-- BEGIN THE INPUT --

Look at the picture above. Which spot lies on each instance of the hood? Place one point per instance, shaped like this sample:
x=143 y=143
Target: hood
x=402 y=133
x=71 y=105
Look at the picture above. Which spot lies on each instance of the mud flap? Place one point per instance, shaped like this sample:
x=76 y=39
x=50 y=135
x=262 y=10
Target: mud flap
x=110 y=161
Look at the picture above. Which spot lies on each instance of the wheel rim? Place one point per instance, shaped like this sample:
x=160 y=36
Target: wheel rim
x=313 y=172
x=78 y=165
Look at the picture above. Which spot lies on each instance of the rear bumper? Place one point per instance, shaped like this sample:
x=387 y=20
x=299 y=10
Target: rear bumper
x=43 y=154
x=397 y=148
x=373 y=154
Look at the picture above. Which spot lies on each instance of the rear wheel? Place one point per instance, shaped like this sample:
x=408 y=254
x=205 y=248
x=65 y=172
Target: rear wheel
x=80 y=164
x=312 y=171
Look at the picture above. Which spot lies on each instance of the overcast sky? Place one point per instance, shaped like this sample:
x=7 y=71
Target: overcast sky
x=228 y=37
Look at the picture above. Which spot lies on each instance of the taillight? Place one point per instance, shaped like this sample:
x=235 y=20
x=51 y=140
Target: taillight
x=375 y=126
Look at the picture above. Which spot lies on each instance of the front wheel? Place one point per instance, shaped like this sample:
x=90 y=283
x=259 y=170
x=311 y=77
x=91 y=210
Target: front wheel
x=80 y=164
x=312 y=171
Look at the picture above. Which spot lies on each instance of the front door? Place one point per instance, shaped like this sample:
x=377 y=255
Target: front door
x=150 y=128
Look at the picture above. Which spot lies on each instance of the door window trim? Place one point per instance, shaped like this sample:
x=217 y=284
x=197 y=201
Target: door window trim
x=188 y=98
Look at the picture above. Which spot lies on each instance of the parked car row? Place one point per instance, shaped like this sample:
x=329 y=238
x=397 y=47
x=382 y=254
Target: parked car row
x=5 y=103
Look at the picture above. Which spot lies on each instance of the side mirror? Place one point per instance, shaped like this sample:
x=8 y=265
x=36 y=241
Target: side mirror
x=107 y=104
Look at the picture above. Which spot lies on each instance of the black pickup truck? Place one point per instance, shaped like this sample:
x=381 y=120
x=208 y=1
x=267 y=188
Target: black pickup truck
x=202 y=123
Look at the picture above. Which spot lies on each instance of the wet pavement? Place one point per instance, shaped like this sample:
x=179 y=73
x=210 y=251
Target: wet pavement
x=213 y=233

-- END THE INPUT --

THE TASK: Print all of the lines above again, word for word, from the first to the last.

OUTPUT BELOW:
Look at the picture above. Which spot lies on each instance of the hood? Place one point per instance, shaped like this sample:
x=143 y=143
Target: hood
x=402 y=133
x=71 y=105
Look at the picture above. Which spot lies on each instance of the mud flap? Place one point per instance, shaped like this sample:
x=76 y=39
x=50 y=135
x=262 y=10
Target: mud flap
x=110 y=161
Look at the picture above. Which spot lies on each instance of the wheel rim? Place one point per instance, shaped like this sample:
x=160 y=36
Target: wheel rim
x=313 y=172
x=78 y=165
Look at the picture above. Which spot lies on each instance of the rear bumper? Place one point per instance, shaped like this sample:
x=387 y=20
x=299 y=10
Target: rear bumper
x=43 y=154
x=397 y=148
x=373 y=154
Look at the picture above. Which spot lies on each instance of the rear wheel? Place one point per instance, shaped like this sample:
x=408 y=254
x=205 y=248
x=65 y=172
Target: rear wheel
x=80 y=164
x=312 y=171
Look at the picture above. Which spot lies on each instance of the overcast sky? Place one point per instance, shaped like this sample:
x=7 y=71
Target: overcast sky
x=228 y=37
Look at the picture above. Which spot lies on each instance of the taillight? Place one point per instance, shaped like this sample:
x=235 y=20
x=51 y=140
Target: taillight
x=375 y=126
Look at the picture above. Which spot lies on each instance of the front wheel? Place one point per instance, shaped like this sample:
x=90 y=283
x=259 y=170
x=311 y=77
x=91 y=210
Target: front wheel
x=80 y=164
x=312 y=171
Look at the picture above. Which spot lies on each instance of the front door? Place one point per instance, shaped like this sample:
x=377 y=255
Target: front door
x=150 y=128
Look at the picture above. Which spot lies on each instance of the door window trim? Place one point per instance, shaped like this sample:
x=217 y=284
x=197 y=201
Target: door window trim
x=188 y=98
Look at the picture above. Which spot lies on each instance of the parked car row? Place one point per instance, shaped like this sample:
x=329 y=238
x=397 y=47
x=382 y=254
Target: parked car row
x=5 y=103
Look at the picture above. Which spot lies on each instance of the side mirror? Place one point per instance, shaped like this sample:
x=8 y=265
x=36 y=241
Target: side mirror
x=107 y=104
Look at the picture above. Which spot lies on each instance of the black pickup truck? Place one point per instance, shaped like this sample:
x=381 y=120
x=208 y=1
x=267 y=188
Target: black pickup truck
x=202 y=123
Look at the picture above. Which spot lies on each instance of the wet pavement? Place one point per instance, shaped like this sample:
x=179 y=73
x=210 y=251
Target: wet pavement
x=213 y=233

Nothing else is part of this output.